*** Фрагмент текста

29 августа 1949 года на полигоне под Семипалатинском было проведено успешное испытание первой советской атомной бомбы. Это был триумф не только советской науки, но и разведки, которая внесла немалый вклад в создание отечественного ядерного оружия. На советскую разведку работали многие западные ученые, принимавшие участие в реализации как американской («Манхэттенский проект»), так и английской («Тьюб эллойз»), и канадской ядерных программ. Среди них был английский физик Аллан Мей. К сожалению, в нашей стране о нем почти ничего неизвестно. Между тем его заслуги перед советской разведкой весьма значительны...
Аллан Нанн Мей родился в 1912 году в Бирмингеме в семье обеспеченного меднолитейщика. Это обстоятельство позволило ему поступить в Кембриджский университет. Будучи серьезным физиком-экспериментатором, он уже в 1933 году получил докторскую степень. Надо отметить, что в начале 30-х годов в таких крупных университетских центрах, как Кембридж и Оксфорд, помимо традиционных студенческих организаций, возникало множество различных леворадикальных, социалистических и коммунистических ассоциаций, объединений и групп.

******
*** Исходные строки

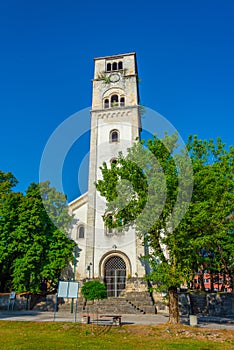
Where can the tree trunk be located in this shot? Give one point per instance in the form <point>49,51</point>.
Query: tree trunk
<point>173,305</point>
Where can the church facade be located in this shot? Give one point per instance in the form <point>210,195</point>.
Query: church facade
<point>109,255</point>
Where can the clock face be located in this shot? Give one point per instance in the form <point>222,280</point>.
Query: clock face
<point>114,77</point>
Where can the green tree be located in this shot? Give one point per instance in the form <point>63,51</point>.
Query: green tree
<point>94,290</point>
<point>33,248</point>
<point>152,188</point>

******

## Условие задания 1:
Перепишите без изменений часть строк: начните со строки, в которой есть «Where can the church», и закончите строкой с «<point>114,77</point>», включив обе.
## Условие задания 2:
Продолжите текст об Аллане Мее, начав сразу после его последнего предложения.

## Итоговый результат 1:
Where can the church facade be located in this shot? Give one point per instance in the form <point>210,195</point>.
Query: church facade
<point>109,255</point>
Where can the clock face be located in this shot? Give one point per instance in the form <point>222,280</point>.
Query: clock face
<point>114,77</point>

## Итоговый результат 2:
Быть «левым» считалось тогда в студенческих кругах нормой. Не стал исключением из этого правила и Аллан Мей. Он вступил в коммунистическую ячейку, в которой состояли будущие агенты советской разведки Гарольд (Ким) Филби и Дональд Маклин. А несколько позднее Мей стал членом кембриджского филиала Союза научных работников, профсоюзной организации, объединяющей людей умствен-ного труда. Своих коммунистических взглядов и симпатий к Советскому Союзу Мей никогда не скрывал. В 1935 году в составе группы выпускников Кембриджа и Оксфорда он посетил СССР и несколько недель провел в Ленинграде. А вернувшись в Англию, стал членом редакционного совета газеты «Scientific Worker» —печатного органа Союза научных работников. Впрочем, все это не помешало молодому доктору физики работать сначала в Кембридже, а перед самой войной получить место преподавателя в Лондонском университете.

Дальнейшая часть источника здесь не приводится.